DATA
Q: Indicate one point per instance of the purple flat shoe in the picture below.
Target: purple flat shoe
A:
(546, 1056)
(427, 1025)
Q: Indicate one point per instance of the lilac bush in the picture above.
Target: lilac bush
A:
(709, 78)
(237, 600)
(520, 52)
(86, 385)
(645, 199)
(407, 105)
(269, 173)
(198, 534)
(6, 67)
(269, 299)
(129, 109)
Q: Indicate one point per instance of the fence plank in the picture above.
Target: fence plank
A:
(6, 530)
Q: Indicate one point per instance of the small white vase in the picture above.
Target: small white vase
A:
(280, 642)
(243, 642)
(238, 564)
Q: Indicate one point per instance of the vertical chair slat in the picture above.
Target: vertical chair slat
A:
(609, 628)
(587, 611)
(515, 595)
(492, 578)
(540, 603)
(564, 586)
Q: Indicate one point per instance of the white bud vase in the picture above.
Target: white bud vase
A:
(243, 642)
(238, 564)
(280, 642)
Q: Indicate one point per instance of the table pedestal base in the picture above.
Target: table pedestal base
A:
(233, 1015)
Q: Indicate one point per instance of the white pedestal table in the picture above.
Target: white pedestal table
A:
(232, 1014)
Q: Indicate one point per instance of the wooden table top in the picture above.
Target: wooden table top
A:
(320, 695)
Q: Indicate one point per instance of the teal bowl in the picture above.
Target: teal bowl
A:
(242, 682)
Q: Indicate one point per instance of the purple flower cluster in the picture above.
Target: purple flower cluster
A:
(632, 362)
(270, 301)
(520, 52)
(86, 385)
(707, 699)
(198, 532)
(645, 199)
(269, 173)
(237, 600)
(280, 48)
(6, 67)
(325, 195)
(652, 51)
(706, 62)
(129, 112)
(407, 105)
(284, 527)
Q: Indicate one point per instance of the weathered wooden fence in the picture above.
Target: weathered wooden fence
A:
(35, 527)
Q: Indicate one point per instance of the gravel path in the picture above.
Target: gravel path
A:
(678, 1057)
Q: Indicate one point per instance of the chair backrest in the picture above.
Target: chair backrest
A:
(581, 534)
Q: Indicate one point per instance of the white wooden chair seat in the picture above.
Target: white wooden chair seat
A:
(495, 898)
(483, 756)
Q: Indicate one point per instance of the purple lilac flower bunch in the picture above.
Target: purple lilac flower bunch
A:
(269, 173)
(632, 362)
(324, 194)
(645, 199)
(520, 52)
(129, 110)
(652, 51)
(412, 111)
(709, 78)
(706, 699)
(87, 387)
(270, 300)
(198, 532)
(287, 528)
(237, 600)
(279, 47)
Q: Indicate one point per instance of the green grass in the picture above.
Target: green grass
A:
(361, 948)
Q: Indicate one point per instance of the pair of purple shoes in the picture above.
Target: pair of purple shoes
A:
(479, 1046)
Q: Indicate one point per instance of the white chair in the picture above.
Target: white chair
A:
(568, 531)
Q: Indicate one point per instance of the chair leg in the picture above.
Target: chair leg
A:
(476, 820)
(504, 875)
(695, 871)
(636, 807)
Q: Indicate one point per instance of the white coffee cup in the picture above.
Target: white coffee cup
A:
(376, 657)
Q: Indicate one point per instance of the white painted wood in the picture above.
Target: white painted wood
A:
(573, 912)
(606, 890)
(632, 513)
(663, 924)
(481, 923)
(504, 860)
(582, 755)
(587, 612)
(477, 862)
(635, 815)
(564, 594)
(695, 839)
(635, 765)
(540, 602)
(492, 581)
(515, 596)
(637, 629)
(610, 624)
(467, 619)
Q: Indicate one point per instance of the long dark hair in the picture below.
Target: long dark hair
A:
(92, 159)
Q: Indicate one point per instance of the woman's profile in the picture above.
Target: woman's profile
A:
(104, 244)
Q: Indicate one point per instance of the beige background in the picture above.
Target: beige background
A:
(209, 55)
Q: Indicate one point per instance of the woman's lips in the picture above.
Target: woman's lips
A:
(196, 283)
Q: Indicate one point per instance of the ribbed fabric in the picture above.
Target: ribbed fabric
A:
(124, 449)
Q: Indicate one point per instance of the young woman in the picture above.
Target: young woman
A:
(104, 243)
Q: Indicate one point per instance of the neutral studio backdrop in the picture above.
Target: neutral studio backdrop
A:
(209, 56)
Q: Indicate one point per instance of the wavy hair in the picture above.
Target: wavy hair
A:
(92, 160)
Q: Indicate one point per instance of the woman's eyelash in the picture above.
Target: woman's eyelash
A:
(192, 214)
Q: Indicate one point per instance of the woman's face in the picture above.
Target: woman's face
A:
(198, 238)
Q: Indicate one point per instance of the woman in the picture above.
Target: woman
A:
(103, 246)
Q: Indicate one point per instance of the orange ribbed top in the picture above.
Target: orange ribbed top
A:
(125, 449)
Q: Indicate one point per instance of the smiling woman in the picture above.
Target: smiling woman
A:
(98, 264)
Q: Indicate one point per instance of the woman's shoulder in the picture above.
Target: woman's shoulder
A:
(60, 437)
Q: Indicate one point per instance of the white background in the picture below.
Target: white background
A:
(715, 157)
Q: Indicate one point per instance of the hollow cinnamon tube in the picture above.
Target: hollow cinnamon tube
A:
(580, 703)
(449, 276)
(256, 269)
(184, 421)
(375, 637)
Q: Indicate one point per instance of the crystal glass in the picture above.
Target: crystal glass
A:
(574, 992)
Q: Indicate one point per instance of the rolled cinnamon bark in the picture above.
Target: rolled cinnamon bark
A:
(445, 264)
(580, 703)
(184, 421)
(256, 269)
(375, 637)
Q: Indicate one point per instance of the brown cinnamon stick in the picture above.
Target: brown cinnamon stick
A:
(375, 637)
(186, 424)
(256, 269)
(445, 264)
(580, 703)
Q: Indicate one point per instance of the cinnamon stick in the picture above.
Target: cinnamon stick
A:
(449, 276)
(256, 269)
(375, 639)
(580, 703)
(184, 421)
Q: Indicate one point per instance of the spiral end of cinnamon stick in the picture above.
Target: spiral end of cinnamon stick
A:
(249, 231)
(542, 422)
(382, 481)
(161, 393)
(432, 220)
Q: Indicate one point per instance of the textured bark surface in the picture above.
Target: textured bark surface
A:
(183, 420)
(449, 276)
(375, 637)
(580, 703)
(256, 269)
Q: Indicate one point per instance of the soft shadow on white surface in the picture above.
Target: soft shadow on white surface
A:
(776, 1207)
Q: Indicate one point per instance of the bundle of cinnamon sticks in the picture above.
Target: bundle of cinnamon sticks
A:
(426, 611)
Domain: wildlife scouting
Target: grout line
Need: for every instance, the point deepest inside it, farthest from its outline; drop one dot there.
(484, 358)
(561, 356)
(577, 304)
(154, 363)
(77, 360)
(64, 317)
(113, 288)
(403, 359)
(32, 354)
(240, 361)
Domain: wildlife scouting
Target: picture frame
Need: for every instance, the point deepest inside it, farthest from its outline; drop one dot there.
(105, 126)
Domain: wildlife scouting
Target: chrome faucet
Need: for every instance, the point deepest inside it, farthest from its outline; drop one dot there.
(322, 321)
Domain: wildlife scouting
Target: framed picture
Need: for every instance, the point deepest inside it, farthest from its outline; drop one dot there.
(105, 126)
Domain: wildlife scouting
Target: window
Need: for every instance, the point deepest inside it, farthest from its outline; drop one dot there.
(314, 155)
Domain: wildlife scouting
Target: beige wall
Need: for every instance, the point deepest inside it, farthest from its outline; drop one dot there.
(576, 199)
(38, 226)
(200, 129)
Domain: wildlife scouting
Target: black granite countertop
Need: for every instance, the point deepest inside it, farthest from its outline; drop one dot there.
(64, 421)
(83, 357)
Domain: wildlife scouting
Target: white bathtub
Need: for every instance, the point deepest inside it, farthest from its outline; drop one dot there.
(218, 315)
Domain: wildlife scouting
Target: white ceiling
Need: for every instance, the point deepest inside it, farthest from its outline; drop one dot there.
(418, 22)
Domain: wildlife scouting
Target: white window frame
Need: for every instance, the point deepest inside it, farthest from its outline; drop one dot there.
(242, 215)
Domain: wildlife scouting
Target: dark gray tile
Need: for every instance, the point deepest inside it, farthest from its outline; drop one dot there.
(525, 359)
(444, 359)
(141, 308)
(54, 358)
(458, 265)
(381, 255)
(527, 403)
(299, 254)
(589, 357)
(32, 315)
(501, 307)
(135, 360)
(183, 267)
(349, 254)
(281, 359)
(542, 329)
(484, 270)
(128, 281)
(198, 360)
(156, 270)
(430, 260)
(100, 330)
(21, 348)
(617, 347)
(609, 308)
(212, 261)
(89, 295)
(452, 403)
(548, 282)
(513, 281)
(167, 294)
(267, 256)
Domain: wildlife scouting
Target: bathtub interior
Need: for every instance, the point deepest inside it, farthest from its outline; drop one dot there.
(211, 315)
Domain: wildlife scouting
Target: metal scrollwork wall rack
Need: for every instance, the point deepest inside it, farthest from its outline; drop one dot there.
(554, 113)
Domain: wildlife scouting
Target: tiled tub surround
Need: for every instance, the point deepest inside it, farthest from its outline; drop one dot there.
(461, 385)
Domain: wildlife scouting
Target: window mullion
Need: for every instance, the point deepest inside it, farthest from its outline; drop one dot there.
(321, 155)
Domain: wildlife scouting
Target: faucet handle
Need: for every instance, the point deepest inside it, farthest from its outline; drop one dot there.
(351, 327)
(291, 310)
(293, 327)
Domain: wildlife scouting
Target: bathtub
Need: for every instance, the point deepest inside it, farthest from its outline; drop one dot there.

DESCRIPTION OF THE TASK
Locate every line in the listing above that contains the string "bathtub" and copy each one out. Case counts.

RESPONSE
Target: white bathtub
Target: bathtub interior
Target: bathtub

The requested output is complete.